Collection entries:
- - - - -

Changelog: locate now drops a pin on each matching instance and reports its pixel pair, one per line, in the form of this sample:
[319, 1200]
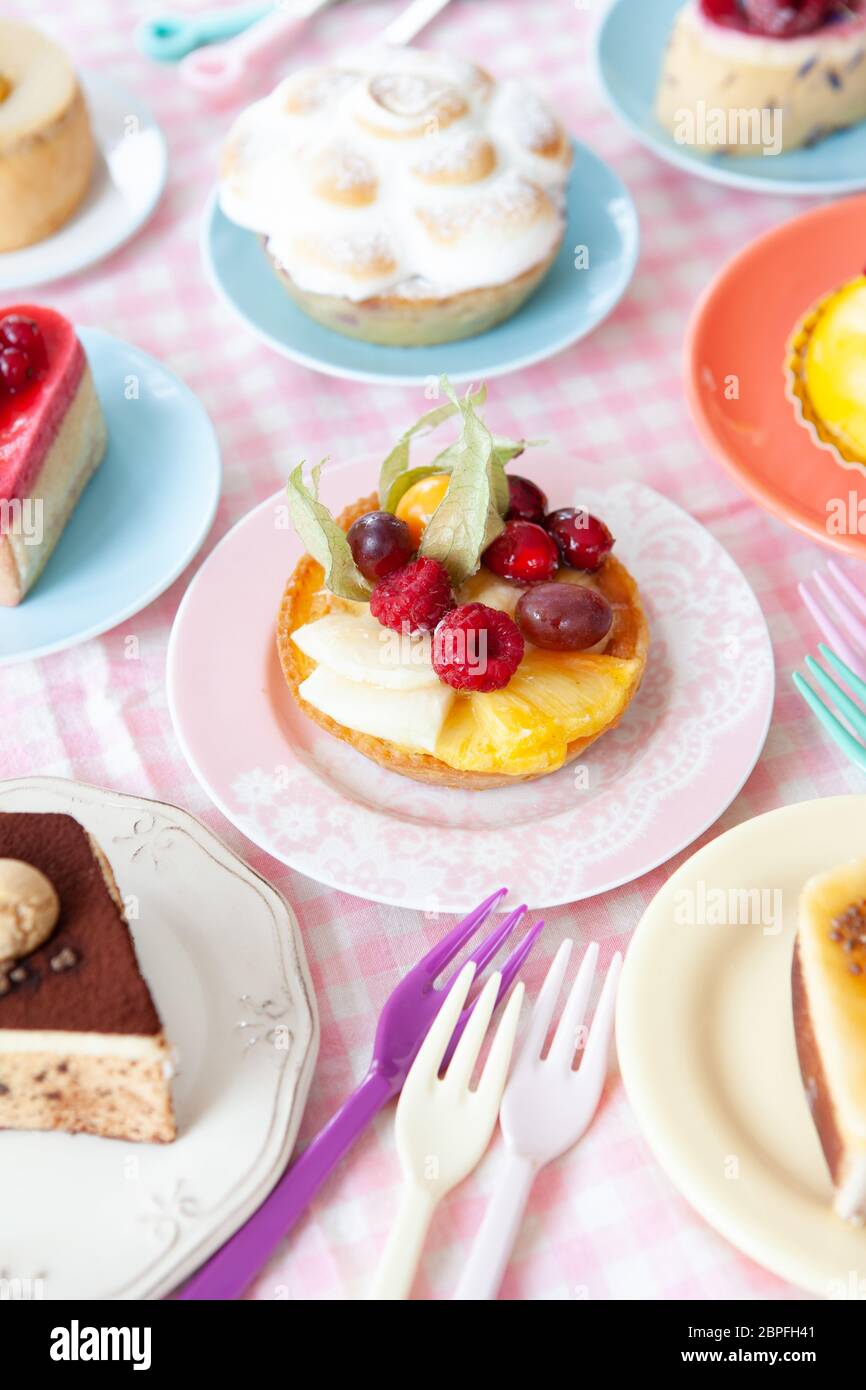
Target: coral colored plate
[644, 791]
[740, 330]
[567, 306]
[706, 1050]
[630, 47]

- - - - -

-- EXERCISE DIRECTIONS --
Your answer must be an exact copy of the entries above, with no pictures in it.

-- EXPECTED ANSWER --
Changelog: locate now drops a pin on each matching instance and reports its pixel pair, one per line, in the form of this sample:
[319, 1200]
Target: coral colored plate
[644, 791]
[740, 330]
[567, 306]
[706, 1050]
[630, 47]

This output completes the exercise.